Stored data entries:
* * *
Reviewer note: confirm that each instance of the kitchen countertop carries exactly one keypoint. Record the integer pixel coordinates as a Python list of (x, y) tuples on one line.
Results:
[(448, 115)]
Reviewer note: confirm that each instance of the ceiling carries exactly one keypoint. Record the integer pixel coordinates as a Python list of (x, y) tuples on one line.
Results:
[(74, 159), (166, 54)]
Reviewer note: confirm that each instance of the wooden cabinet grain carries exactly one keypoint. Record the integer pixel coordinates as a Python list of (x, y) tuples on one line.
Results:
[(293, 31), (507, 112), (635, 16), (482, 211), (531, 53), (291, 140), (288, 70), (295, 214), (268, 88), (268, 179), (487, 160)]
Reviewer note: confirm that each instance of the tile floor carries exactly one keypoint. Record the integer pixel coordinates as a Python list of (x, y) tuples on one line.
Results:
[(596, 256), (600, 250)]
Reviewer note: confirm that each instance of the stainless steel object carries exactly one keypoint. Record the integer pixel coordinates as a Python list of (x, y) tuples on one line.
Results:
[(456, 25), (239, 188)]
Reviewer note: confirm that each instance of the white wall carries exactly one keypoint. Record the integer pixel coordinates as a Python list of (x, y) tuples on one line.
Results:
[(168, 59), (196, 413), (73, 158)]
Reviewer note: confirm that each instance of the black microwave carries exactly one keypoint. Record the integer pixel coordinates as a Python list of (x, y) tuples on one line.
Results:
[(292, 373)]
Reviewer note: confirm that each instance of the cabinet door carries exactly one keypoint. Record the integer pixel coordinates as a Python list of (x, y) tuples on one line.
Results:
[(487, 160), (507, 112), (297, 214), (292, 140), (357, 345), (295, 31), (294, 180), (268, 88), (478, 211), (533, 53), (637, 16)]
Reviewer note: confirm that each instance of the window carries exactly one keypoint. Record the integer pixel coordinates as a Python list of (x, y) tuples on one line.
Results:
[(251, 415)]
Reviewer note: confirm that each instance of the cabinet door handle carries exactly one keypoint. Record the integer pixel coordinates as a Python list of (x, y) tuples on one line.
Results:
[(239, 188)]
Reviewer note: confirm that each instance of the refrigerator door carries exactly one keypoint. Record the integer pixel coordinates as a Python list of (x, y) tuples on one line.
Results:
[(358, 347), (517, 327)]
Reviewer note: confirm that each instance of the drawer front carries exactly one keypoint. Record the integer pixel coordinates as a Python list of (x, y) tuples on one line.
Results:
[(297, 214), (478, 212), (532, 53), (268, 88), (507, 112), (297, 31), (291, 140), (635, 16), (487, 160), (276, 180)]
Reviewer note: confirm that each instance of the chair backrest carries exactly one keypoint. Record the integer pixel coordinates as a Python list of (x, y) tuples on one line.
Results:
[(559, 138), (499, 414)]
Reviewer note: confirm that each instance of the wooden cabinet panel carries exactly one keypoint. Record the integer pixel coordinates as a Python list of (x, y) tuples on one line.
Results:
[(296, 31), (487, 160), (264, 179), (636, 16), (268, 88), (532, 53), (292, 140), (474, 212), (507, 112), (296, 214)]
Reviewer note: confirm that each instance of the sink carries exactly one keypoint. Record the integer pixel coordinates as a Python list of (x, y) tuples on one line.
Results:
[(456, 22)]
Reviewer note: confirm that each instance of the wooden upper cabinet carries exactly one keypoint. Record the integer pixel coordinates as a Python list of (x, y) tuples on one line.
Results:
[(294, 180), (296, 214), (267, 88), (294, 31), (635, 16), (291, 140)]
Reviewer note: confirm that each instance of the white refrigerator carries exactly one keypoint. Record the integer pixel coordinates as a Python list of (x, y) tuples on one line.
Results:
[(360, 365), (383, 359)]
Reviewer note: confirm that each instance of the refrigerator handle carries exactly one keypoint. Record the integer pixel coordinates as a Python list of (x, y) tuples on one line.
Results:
* * *
Task :: Count each line above where the word "handle" appears, and answer with nothing except that count.

Answer to the exercise :: 2